Quote the lines from the one containing "In this screen capture, where is the snowy" through the one containing "286 174 320 179", inclusive, word for word.

## start Records for processing

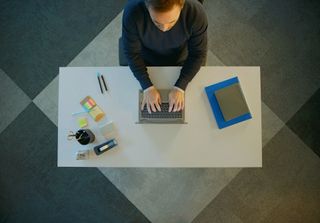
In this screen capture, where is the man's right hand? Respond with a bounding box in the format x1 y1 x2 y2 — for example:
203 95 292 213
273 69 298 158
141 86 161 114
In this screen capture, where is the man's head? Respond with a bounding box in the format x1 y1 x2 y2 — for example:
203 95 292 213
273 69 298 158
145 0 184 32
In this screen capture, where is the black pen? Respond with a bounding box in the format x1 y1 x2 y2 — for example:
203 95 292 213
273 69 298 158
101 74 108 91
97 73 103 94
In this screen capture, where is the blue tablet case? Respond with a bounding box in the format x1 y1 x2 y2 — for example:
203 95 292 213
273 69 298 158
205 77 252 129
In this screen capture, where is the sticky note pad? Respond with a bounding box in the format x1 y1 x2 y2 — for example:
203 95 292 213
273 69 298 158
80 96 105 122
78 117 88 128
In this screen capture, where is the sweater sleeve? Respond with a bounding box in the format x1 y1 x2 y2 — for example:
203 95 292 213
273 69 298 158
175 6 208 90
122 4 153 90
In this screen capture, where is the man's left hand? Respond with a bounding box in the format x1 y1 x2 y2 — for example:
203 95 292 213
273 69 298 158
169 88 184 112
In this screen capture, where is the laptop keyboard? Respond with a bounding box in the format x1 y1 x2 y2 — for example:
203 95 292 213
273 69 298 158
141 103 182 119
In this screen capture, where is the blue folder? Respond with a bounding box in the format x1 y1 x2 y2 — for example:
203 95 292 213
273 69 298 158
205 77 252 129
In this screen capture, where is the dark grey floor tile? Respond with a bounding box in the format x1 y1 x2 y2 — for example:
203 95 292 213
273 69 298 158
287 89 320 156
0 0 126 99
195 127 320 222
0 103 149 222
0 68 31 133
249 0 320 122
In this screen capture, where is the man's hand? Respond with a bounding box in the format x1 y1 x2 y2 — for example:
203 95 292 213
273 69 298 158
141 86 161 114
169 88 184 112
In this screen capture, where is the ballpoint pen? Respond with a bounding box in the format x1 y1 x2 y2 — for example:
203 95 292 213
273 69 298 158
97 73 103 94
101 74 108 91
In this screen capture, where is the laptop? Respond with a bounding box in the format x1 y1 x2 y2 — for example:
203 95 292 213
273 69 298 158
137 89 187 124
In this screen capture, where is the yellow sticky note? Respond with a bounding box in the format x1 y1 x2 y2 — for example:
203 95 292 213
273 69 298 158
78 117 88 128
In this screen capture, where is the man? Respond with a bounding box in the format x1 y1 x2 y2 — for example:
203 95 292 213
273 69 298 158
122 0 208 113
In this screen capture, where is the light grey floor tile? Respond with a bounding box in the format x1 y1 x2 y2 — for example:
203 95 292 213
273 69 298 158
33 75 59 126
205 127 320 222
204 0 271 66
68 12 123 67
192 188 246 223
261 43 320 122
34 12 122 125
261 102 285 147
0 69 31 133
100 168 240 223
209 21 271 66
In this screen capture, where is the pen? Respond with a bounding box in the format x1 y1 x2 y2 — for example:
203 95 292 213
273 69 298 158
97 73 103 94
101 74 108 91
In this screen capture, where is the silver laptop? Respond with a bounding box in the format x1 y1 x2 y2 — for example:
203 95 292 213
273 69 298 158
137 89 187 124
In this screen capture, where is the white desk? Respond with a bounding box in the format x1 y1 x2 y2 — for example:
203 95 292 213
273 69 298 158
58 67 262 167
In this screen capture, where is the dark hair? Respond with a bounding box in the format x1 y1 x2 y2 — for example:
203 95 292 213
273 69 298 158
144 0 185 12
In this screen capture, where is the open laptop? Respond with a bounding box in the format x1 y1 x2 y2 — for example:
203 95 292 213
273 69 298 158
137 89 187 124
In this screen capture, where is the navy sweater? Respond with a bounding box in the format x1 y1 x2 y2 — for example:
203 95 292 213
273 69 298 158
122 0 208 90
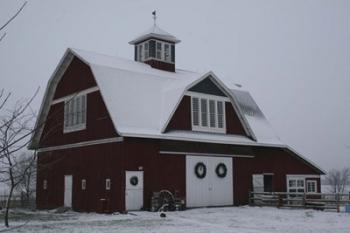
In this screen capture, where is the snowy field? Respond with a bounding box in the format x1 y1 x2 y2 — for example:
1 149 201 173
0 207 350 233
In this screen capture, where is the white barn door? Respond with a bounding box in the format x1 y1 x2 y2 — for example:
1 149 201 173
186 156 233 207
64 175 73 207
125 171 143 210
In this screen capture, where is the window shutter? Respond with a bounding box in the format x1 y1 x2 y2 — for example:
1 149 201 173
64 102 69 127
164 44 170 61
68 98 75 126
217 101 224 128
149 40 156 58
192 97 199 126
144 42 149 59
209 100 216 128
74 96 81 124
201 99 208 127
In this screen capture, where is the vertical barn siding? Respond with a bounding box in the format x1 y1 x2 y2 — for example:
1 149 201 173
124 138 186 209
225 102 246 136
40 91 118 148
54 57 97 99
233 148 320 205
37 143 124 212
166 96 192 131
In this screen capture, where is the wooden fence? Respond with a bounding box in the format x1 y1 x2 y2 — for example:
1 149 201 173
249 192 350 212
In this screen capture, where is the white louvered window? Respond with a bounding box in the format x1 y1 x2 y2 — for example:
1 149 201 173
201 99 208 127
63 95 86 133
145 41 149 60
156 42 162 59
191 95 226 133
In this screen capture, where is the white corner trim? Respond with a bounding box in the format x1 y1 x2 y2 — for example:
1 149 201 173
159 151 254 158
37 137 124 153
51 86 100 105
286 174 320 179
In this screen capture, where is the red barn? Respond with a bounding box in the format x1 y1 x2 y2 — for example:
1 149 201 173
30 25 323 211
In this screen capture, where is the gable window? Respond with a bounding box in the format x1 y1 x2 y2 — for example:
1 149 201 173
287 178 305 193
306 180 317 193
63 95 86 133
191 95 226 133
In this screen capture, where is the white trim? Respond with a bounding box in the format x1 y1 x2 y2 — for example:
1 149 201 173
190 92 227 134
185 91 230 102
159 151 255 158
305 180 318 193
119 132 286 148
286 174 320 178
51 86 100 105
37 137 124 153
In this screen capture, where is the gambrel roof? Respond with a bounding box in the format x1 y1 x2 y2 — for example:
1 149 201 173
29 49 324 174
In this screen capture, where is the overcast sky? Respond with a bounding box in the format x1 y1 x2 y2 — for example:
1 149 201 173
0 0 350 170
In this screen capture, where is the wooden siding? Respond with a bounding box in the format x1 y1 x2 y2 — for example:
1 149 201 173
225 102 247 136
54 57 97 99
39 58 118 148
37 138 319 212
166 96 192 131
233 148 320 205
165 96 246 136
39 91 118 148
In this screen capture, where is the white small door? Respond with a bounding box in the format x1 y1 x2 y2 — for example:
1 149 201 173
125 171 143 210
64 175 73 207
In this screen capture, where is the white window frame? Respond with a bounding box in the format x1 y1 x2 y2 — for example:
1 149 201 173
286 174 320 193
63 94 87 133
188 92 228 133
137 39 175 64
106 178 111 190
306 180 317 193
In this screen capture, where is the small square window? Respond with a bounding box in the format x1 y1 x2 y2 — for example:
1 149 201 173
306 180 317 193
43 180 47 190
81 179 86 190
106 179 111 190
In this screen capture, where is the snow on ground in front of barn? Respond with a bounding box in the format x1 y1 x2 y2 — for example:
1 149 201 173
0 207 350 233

## end Records for processing
## start Records for processing

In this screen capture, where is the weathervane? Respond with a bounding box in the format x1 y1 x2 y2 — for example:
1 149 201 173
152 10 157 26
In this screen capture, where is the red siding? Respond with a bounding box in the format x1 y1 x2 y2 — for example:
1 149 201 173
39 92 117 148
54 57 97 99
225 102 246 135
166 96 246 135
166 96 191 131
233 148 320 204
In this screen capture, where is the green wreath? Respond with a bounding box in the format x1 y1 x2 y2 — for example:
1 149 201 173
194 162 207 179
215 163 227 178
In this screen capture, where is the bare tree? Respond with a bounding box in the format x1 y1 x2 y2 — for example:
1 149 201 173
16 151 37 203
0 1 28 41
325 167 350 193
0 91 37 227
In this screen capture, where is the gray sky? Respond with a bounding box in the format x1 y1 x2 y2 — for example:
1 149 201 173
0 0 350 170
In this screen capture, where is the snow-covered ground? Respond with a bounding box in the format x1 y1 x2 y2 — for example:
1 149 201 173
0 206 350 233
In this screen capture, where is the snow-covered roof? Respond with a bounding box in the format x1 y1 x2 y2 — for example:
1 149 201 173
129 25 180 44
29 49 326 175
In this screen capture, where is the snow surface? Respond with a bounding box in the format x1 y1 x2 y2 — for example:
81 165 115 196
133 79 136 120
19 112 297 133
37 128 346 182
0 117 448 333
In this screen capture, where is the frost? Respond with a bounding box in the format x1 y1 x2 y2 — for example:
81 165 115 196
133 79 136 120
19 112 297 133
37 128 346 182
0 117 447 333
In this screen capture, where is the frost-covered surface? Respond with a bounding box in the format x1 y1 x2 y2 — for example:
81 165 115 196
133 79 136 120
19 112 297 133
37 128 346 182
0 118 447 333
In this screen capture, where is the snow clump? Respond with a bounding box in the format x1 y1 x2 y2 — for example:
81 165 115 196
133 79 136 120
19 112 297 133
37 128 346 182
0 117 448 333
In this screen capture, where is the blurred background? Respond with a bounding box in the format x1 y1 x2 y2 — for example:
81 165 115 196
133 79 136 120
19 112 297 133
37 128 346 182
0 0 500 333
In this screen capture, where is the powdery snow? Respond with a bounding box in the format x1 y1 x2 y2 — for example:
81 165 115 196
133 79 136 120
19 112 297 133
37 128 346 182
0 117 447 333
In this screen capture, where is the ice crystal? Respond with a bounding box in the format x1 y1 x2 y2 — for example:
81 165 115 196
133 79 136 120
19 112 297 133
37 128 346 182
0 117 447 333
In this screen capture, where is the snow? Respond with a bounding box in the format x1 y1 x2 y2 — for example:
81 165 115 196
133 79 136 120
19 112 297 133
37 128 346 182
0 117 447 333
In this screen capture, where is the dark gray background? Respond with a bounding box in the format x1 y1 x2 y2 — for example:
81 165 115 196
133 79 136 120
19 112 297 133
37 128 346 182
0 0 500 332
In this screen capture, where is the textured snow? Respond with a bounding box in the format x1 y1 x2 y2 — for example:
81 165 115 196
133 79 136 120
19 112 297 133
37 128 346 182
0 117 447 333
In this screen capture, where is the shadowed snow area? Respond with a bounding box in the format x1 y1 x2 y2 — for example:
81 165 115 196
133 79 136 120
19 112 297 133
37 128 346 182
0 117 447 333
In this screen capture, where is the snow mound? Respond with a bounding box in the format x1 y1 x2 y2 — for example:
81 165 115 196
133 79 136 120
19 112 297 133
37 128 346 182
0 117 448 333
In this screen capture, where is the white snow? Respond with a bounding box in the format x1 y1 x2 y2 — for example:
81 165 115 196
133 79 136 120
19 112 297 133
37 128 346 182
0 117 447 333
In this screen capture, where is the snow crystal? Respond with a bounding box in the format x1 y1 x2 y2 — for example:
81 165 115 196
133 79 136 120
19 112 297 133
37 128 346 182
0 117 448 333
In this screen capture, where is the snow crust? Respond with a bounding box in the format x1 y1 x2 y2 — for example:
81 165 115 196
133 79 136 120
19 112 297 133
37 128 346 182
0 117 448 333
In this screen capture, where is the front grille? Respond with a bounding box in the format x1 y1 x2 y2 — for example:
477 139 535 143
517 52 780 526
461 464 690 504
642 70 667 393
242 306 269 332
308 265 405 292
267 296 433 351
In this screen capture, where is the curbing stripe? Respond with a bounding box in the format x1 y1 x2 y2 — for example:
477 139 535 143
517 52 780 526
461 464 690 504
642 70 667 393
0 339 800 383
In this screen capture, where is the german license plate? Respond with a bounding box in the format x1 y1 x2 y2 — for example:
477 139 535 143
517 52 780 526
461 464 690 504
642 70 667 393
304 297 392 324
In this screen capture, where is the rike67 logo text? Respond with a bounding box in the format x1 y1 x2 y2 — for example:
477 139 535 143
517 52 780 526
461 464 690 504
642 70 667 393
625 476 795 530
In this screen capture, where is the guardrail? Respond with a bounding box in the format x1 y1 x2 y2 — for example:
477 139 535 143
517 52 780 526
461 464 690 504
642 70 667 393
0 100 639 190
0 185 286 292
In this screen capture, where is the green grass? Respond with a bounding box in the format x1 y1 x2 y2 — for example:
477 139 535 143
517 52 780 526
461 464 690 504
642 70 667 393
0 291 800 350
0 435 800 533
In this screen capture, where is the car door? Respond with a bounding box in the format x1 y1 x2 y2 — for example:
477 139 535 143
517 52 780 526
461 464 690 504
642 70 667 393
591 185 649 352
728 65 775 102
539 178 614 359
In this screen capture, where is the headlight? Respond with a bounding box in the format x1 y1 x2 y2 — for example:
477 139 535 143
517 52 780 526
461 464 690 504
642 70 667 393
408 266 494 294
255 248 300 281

## end Records for processing

Exercise output:
In this screen capture, where is the snowy field? Respond with a bounding box in the format x1 y1 x2 y2 — for example:
1 149 201 173
0 207 350 233
In this screen capture, where is the white barn door? Respond with a bounding box in the format x1 y1 x2 y2 — for example:
1 149 201 173
186 156 233 207
64 175 73 207
125 171 143 210
In this screen capture, where is the window shutter? Respond with a bounding box in the format x1 y1 x2 y2 — for example:
1 149 201 173
64 102 69 127
164 44 170 61
68 98 75 126
217 101 224 128
149 40 156 58
192 97 199 126
144 42 149 59
209 100 216 128
74 96 81 124
201 99 208 127
In this screen capture, where is the vertical barn siding? Respond with a bounding box in the format x1 y1 x2 y2 — for example:
1 149 201 173
124 138 186 209
225 102 246 136
40 91 118 148
54 57 97 99
233 148 320 205
37 143 124 212
166 96 192 131
In this screen capture, where is the wooden fence? Respond with a bounding box in the format x1 y1 x2 y2 — for example:
1 149 201 173
249 192 350 212
In this screen capture, where is the white louvered window? Respond with a bounding box in the format x1 y1 x2 y2 — for example:
1 149 201 173
201 99 208 127
63 95 86 133
145 41 149 60
156 42 162 59
191 95 226 133
In this screen capture, where is the white corner trim? Respond with a bounding box in the format x1 y1 x2 y2 — for example:
1 149 201 173
159 151 254 158
37 137 124 153
51 86 100 105
286 174 320 179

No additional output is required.